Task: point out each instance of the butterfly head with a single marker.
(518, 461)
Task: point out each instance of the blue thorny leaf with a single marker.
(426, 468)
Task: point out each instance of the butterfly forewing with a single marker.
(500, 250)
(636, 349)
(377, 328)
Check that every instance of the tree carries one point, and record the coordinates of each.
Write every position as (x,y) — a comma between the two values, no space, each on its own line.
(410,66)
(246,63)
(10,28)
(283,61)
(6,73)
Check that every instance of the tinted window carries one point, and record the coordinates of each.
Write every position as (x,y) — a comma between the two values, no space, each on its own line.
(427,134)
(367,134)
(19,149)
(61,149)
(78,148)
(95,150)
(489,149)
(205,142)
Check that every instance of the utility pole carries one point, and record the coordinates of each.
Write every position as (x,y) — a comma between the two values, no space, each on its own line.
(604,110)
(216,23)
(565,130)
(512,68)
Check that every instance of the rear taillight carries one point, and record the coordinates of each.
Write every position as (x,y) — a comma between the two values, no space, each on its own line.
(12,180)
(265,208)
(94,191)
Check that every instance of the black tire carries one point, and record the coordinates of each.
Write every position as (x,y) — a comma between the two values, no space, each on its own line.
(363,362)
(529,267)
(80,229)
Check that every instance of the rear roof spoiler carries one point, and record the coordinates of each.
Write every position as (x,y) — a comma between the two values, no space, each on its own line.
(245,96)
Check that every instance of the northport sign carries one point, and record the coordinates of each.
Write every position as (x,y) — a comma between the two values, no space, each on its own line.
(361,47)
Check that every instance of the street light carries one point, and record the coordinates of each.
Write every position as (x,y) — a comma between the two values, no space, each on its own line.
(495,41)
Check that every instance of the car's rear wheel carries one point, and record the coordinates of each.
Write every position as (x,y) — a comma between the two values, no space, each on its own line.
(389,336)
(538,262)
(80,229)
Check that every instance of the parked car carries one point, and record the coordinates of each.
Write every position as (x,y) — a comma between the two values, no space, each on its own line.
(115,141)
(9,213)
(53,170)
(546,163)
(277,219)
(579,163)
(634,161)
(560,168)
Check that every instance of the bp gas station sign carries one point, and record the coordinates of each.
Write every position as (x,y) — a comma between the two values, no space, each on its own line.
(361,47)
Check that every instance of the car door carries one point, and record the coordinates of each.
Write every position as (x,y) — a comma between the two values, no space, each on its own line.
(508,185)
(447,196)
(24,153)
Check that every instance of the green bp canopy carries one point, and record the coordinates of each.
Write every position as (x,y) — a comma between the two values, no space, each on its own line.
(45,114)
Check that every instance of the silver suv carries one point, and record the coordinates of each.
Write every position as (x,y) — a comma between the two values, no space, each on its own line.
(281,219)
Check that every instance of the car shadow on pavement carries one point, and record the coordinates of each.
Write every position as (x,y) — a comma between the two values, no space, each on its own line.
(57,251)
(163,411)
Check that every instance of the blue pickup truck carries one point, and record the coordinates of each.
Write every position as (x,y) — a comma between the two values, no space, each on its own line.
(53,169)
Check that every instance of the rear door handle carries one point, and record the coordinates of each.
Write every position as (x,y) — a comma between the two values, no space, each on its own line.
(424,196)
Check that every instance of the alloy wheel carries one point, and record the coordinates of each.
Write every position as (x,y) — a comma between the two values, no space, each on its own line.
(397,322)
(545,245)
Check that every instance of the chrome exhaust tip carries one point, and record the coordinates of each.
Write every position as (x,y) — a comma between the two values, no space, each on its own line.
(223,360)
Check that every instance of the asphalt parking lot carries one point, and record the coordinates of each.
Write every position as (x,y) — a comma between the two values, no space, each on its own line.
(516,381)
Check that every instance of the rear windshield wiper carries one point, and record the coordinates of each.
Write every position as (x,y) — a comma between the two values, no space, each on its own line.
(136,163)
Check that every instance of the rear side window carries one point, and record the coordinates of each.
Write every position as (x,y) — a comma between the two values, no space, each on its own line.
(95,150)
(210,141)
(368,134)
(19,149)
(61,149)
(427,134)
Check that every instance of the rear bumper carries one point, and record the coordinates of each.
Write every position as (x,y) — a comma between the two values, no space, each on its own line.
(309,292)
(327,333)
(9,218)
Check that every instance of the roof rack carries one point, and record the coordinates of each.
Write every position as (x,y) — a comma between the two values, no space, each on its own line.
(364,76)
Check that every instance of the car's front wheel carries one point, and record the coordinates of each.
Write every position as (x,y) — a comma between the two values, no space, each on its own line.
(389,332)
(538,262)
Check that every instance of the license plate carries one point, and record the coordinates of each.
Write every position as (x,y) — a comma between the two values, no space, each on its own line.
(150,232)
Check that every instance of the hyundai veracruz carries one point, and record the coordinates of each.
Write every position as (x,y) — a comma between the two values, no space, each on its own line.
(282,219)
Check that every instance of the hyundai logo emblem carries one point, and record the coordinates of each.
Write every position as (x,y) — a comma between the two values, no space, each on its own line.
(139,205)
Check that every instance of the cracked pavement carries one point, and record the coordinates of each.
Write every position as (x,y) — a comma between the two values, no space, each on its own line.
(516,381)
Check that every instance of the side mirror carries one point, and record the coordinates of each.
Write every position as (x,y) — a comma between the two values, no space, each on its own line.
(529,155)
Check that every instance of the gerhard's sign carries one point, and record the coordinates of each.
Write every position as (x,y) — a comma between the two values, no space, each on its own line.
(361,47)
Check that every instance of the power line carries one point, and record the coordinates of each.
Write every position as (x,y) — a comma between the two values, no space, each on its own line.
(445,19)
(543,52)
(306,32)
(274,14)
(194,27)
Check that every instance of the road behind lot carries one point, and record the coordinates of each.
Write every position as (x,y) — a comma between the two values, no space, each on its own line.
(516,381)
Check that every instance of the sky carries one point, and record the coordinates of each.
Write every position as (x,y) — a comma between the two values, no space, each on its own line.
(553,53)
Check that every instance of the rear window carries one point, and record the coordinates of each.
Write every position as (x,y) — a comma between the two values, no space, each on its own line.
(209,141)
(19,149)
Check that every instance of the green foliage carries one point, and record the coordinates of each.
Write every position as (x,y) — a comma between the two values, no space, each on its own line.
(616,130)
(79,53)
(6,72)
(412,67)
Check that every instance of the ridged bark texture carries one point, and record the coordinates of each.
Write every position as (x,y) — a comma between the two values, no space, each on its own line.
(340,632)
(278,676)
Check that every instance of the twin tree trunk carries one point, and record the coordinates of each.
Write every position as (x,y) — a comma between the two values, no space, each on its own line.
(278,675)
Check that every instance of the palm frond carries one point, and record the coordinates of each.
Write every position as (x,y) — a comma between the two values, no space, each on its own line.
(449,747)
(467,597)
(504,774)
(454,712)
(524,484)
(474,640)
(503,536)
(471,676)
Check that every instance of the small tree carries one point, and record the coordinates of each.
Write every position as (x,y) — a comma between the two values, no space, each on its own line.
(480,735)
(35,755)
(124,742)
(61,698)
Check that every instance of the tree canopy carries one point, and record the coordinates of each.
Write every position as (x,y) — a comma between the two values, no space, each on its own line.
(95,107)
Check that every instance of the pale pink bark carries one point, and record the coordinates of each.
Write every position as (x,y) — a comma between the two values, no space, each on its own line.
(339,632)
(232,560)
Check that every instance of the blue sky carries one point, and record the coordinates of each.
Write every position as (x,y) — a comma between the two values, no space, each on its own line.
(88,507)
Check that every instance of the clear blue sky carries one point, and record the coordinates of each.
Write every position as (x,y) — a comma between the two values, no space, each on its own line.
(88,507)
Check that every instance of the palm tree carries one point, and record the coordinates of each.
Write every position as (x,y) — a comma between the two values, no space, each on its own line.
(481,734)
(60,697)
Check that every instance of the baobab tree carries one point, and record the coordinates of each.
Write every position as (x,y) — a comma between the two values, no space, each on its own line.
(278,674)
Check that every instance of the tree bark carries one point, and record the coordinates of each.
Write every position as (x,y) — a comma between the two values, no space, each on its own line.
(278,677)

○ ○ ○ ○

• **Your instructions**
Can you give every line above again, exactly as written?

• **Answer to this task**
Task: point out each instance of the butterfly head with a single marker.
(518, 461)
Task: point out each instance of the blue thorny leaf with a single marker.
(426, 468)
Task: point out each instance of the butterfly forewing with a single marker.
(500, 250)
(636, 349)
(377, 328)
Check that every instance of the tree carries one point, and record the coordinates of each.
Write every position as (x,y) — a comma between the two values, no space, each on its own line.
(410,66)
(246,63)
(10,28)
(283,61)
(6,73)
Check that every instance of the tinted window carries one point, and record the coordinates of each.
Write every position as (x,y) — a comma between the two values, no space, each on its own line.
(427,134)
(367,134)
(19,149)
(61,149)
(78,148)
(95,150)
(489,149)
(205,142)
Check that every instance of the utility pole carries one point, and record the coordinates of each.
Write every position as (x,y) — a comma between the two values, no space, each on its own line.
(604,110)
(216,23)
(565,130)
(512,68)
Check that every instance of the rear taillight carries one point, and record the coordinates of each.
Write every position as (x,y) — a comma between the two values, no space, each on its own line.
(12,180)
(265,208)
(94,191)
Check that every instance of the black tire carries one point, and record the coordinates of each.
Write every position as (x,y) — a comma between the two values, no space, each on its own line.
(363,362)
(529,267)
(80,229)
Check that every instance of the rear roof spoiler carries one point, and record the coordinates of each.
Write every position as (x,y) — a comma between the two values, no space, each on its own line.
(245,96)
Check that every instance of the northport sign carries one point, and record the coordinates of each.
Write every position as (x,y) — a comma between the two values, no space, each on its own line.
(361,47)
Check that every instance of the street light carries one point, and record the coordinates of each.
Write every position as (x,y) — a comma between the two values, no space, each on its own line.
(495,41)
Check that every instance of the car's rear wheel carries one point, and record the coordinates of each.
Write every position as (x,y) — a comma between the two values, no space, each on its own line.
(389,336)
(538,262)
(80,229)
Check that every instance of the parked car carries one point, and record the coordinates of each.
Write every position as (x,y) — a comma between the two values, no space, each on its own line.
(115,141)
(9,213)
(53,170)
(546,163)
(277,219)
(579,163)
(634,161)
(560,168)
Check that every instance of the bp gas station sign carries one point, and record the coordinates of each.
Write every position as (x,y) — a comma between the two values, no space, each on its own line.
(361,47)
Check that every instance of the car door carries one point, and record the coordinates of each.
Write every position as (x,y) — a comma between the two values, no space, each on its own line.
(508,185)
(447,196)
(24,153)
Check that every instance of the green bp canopy carries one point, and record the coordinates of each.
Write every position as (x,y) — a comma between the two values, no space, each on its own line.
(45,114)
Check that every instance of the silver suv carries one point, and record the coordinates of each.
Write every position as (x,y) — a comma between the two values, no space, each on its own line.
(281,219)
Check that every instance of the car shadow on pavement carries one point, and record the coordinates of each.
Write every position as (x,y) — a comma between the two values, no space, each on its own line.
(57,251)
(163,411)
Check that every instance of the blue pickup truck carries one point, and record the coordinates of each.
Write every position as (x,y) — a comma between the two values, no space, each on its own line.
(53,169)
Check that every instance of the rear door handle carries one point, and record the coordinates of each.
Write every position as (x,y) — a comma between the two values, no space, each on its own line.
(424,196)
Check that every instance of the alloy wheel carries one point, and record the coordinates of each.
Write every position as (x,y) — a comma between the two values, no space, each on its own line.
(397,322)
(545,245)
Check that every instance of the chrome exhaust tip carries one point, and record the coordinates of each.
Write every position as (x,y) — a comma between the two values, no space, each on its own line.
(223,360)
Check that every instance of the asphalt parking lot carries one point, and record the coordinates of each.
Write every position as (x,y) — a comma between the two values, no space, each on its own line.
(516,381)
Check that every instance of the rear windshield wiper carries one point, and record the coordinates of each.
Write every position as (x,y) — a comma between the two values, no space, each on its own line.
(136,163)
Check that every instance of the rear side window carries one point, and record the coordinates of each.
Write every position as (x,y) — a comma between the two values, no space, each on its own line.
(95,150)
(210,141)
(368,134)
(19,149)
(61,149)
(427,134)
Check that every instance of the rear bumper carries one point, and record the coordinates of each.
Write every position as (x,y) — a comma between the two values, no space, each on its own line.
(309,292)
(327,333)
(9,218)
Check that every instance of the roof rack carries one point, and record the coordinates of each.
Write every position as (x,y) — a comma between the two values, no space, each on its own line.
(364,76)
Check that every instance of the car's front wheel carries one point, and record the coordinates of each.
Write every position as (x,y) — a comma between the two values, no space, each on its own line.
(389,332)
(538,262)
Check that every instance of the license plate carries one point, and record the coordinates of each.
Write every position as (x,y) — a comma between the two values, no space, each on its own line.
(150,232)
Check that every instance of the hyundai veracruz carries one point, and record the coordinates of each.
Write every position as (x,y) — a comma between the two values, no space, each on its own line.
(282,219)
Check that every instance of the hyundai logo emblem carries one point, and record the coordinates of each.
Write every position as (x,y) — a comma between the two values, no space, each on its own line.
(139,205)
Check that every instance of the cracked pavement carries one point, and record the coordinates of each.
Write every position as (x,y) — a comma between the two values, no space, each on its own line.
(516,381)
Check that every instance of the side mirror carries one point, and record the coordinates of each.
Write every position as (x,y) — a comma between the two values, no space, each on its own line.
(529,155)
Check that every instance of the gerhard's sign carries one point, and record the coordinates of each.
Write every position as (x,y) — a comma between the two values, no space, each on its own line.
(361,47)
Check that every instance of the power line carries one point, and record the coordinates of each.
Write every position as (x,y) — a comma between the two values, no space, each on its own line.
(445,19)
(543,52)
(306,32)
(274,14)
(194,27)
Check that every instance of the road behind lot carries one point, and record the coordinates of each.
Write every position as (x,y) — a comma between the two values, no space, each on its own line.
(516,381)
Check that every instance of the sky carries one point, and record the coordinates of each.
Write every position as (x,y) — a comma between the two values, no space, each on its own line.
(553,53)
Check that every instance of the rear window carries one point, and record the coordinates of each.
Write every position as (x,y) — a comma between the two values, no space, each on its own line.
(209,141)
(19,149)
Check that every instance of the green foliage carries one point, and record the coordinates of each.
Write every position as (x,y) — a comma between the two values, no space, each on its own line.
(616,130)
(79,53)
(6,72)
(412,67)
Check that every instance of the ridged bark texture carries one point, and record the coordinates of each.
Write every position as (x,y) — a comma between the two values, no space, each on its own line.
(340,632)
(278,676)
Check that every instance of the twin tree trunk carries one point, and record the coordinates of each.
Write every position as (x,y) — a comma between the two values, no space, each on its own line.
(278,675)
Check that every instance of the palm frond carries one point, and record the coordinates of each.
Write every position as (x,y) — a comma between the two values, no space, each on its own line.
(449,747)
(467,597)
(504,774)
(454,712)
(524,484)
(474,640)
(503,536)
(471,676)
Check that every instance of the small tree carries one point, and record the coordinates of each.
Write every position as (x,y) — a comma between the two values, no space, each on its own line.
(480,735)
(35,755)
(124,742)
(61,698)
Check that every instance of the tree canopy carries one point, and record the coordinates of each.
Write every position as (x,y) — a comma between the two values, no space, each on its own line.
(95,107)
Check that every instance of the pale pink bark carries one point, and record the coordinates of each.
Write every position as (x,y) — a comma between the two values, no space, each on its own line.
(339,632)
(232,560)
Check that every instance of the blue sky carries one point, and record the coordinates of each.
Write every position as (x,y) — a comma between the two values, no space, each on its own line.
(88,507)
Check that every instance of the clear blue sky carries one point, and record the coordinates of each.
Write every position as (x,y) — a comma between the two values, no space, each on its own line.
(88,507)
Check that every instance of the palm tree carries one point, and record the coordinates of each.
Write every position as (x,y) — a comma between the two values, no space, each on its own line.
(481,734)
(60,697)
Check that every instance of the baobab tree carries one point, and record the coordinates of each.
Write every position as (x,y) — a comma between the two values, no space, each on its own line.
(278,674)
Check that every instance of the tree bark carries one point, and record the coordinates of each.
Write every position as (x,y) — a comma between the two values, no space, each on its own line.
(278,677)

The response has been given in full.